PROBLEM 1: Could you quote word for word the portion of the article on the FDA vaccine advisory committee meeting that opens with the words containing "The meeting of" and closes with "devastated the nation."?
PROBLEM 2: How would you continue the article on the FDA vaccine advisory committee meeting from the point where it stops?
Top of TEXT SHOWN
The meeting of the U.S. Food and Drug Administration’s (FDA) vaccines advisory committee last week was perhaps the most momentous in the agency’s history. A panel of outside experts chosen by the agency was asked whether the FDA should authorize emergency use of a still-experimental vaccine to curb the pandemic that has killed hundreds of thousands of Americans and devastated the nation.
But the FDA and the acting chairman of the committee, a former consultant to one of the companies that made the vaccine, curbed and corralled the discussion — cutting off questions, limiting debate and forcing committee members to cast an up-or-down vote without giving them a chance to vote on any refinement to the authorization.
In the end, the committee voted 17 – 4 with one abstention to recommend emergency authorization of the vaccine developed by Pfizer and its partner BioNTech.
Whether that was the best decision — whether the vaccine’s benefits outweigh its risks for people 16 and older — isn’t the issue here. At issue here is part of the process by which the FDA and its advisory committee arrived at that conclusion.
Bottom of TEXT SHOWN
Top of DATA LISTING
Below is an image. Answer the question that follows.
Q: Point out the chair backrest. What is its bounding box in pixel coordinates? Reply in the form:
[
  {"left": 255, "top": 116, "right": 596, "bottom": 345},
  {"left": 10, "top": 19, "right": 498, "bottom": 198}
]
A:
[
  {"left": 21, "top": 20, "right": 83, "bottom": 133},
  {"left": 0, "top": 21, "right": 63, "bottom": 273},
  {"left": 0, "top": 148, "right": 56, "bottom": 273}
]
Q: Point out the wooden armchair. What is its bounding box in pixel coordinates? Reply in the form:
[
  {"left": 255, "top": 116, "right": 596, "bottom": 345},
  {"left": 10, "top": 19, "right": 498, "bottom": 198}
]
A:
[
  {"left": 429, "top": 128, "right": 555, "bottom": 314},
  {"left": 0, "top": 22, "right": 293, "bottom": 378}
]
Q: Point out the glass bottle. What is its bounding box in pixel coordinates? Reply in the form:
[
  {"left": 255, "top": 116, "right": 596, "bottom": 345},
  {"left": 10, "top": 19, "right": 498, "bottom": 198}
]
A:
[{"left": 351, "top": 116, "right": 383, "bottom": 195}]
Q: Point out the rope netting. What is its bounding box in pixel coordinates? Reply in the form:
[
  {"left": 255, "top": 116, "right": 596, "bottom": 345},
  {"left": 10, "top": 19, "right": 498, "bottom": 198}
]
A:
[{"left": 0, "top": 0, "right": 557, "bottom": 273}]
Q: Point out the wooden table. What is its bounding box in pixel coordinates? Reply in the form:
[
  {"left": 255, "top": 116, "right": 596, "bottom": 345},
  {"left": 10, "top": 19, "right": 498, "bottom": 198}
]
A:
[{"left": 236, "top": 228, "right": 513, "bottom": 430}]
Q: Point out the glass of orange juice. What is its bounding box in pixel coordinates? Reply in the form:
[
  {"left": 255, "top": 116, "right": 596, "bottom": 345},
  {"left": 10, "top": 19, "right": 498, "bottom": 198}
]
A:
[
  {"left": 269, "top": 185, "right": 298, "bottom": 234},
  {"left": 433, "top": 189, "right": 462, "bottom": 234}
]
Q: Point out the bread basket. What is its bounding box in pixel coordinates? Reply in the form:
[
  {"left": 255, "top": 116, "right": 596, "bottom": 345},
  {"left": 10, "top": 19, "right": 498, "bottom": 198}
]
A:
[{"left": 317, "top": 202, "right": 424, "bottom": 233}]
Bottom of DATA LISTING
EXERCISE RESPONSE 1:
The meeting of the U.S. Food and Drug Administration’s (FDA) vaccines advisory committee last week was perhaps the most momentous in the agency’s history. A panel of outside experts chosen by the agency was asked whether the FDA should authorize emergency use of a still-experimental vaccine to curb the pandemic that has killed hundreds of thousands of Americans and devastated the nation.

EXERCISE RESPONSE 2:
As it unfolded online, the virtual meeting on Dec.10 seemed to degenerate into a race to the finish — and an outcome that seemed all but preordained.
The FDA’s handpicked acting committee chairman, University of Michigan professor of epidemiology Dr. Arnold Monto, 87, punctuated the dialogue with efforts to hurry it along.
Dr. Arnold Monto, the acting chairman of the vaccines advisory committee, curbed and corralled the discussion to authorize emergency use of the Pfizer vaccine — cutting off questions, limiting debate, and forcing committee members to cast an up-or-down vote without giving them a chance to vote on any refinement to the authorization.
Was the FDA interested in what its advisory committee members had to say? Or was it more interested in going through the motions of consulting outside experts and projecting the appearance of a thorough and objective process?
As committee members pointed out, they had weighty issues to consider. With more people dying from COVID-19 each day than perished in the terrorist attacks of September 11, the nation has become desperate for relief. But the vaccine employs pathbreaking mRNA technology, and, in an ongoing clinical trial, test subjects had been followed for a median of only two months of safety observations after receiving the second of two doses.